[BEGIN Passage provided]

According to one study, spammers turn a profit if only one in 25,000 responds. And there's no issue of scale: it costs the same to send 100 million messages as it costs to send 100 — nothing. So it’s no wonder Nigerian princes and quick paths to wealth and health still flood our inboxes. 

The High Cost of SPAM 

Yahoo! researchers provided some insight into the problem in the 2012 The Economics of SPAM study. The study found that in 2010, spammers sent 90 billion email messages every day and approximately 1.2 percent of those messages reached user inboxes. 

The researchers’ analysis put the cost of lost productivity due to SPAM at $14 billion, attributed mostly to time that workers wasted clearing their inboxes. Adding in additional outlays to organizations on SPAM filters, added storage and network bandwidth brings the overall cost of dealing with SPAM in the $20 billion ballpark.  

Any way you slice it, SPAM costs a boatload of money in lost time, storage and bandwidth. 

Those numbers appear to be much higher today. According to Cisco, unsolicited mail now accounts for 86 percent of the world's email traffic, with about 400 billion messages sent each day.  

SPAM is nothing new. The first SPAM message on record was sent in 1978, when a marketer at Digital Equipment Corporation blasted out an unsolicited message advertising a new computer to 400 people on the ARPANET (the precursor to the internet). Over the years, the level of SPAM gradually increased, and eventually, when it got out of control, Congress intervened.

Legislate SPAM Out of Existence?

In 2003, Congress passed the CAN-SPAM Act which placed limits on what an email marketer can and can’t do. Some of the requirements included supplying a valid return address, offering an opt-out option and identifying the message as an advertisement in the subject line. The EUCanada and Australia, among other countries, have subsequently enacted similar legislation. 

But it’s not working.

[END Passage provided]
[BEGIN Data]

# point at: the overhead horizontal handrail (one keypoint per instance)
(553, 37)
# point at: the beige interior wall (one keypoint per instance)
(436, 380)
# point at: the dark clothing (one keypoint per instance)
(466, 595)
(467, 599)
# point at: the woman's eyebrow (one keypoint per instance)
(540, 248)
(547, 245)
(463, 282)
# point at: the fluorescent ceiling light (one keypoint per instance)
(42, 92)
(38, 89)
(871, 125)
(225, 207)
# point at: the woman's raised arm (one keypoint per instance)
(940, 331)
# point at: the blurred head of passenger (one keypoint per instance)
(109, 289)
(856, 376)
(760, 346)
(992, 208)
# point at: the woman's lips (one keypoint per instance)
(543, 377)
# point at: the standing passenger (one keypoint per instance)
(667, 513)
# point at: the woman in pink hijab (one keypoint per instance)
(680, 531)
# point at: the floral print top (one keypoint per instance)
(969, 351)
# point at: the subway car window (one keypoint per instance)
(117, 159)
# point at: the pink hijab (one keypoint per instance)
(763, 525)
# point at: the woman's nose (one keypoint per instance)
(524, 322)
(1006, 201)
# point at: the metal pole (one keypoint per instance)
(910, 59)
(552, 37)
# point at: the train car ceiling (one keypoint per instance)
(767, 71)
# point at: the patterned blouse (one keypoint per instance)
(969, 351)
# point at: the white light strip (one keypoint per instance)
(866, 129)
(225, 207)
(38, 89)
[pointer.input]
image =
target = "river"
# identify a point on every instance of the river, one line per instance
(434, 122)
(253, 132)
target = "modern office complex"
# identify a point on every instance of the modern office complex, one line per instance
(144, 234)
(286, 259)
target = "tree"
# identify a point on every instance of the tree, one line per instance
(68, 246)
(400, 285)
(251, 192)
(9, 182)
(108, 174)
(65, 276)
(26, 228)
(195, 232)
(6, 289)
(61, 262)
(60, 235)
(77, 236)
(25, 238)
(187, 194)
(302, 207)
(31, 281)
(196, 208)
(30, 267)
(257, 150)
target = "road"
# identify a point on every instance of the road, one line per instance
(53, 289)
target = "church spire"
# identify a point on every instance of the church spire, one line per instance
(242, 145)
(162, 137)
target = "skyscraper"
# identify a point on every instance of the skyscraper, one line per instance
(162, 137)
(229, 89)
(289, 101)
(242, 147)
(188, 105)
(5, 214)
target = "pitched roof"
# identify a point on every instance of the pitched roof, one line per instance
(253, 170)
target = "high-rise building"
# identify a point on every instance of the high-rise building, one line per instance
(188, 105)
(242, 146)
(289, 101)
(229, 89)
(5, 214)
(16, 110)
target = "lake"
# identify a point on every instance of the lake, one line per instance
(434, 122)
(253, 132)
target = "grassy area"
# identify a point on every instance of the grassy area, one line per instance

[END Data]

• _Set exercise 1_
According to the passage on spam, in what year was the first spam message on record sent?
• _Set exercise 2_
From the listing, extract every line that contains the string "road".

• _Complete answer 1_
1978

• _Complete answer 2_
target = "road"
# identify a point on every instance of the road, one line per instance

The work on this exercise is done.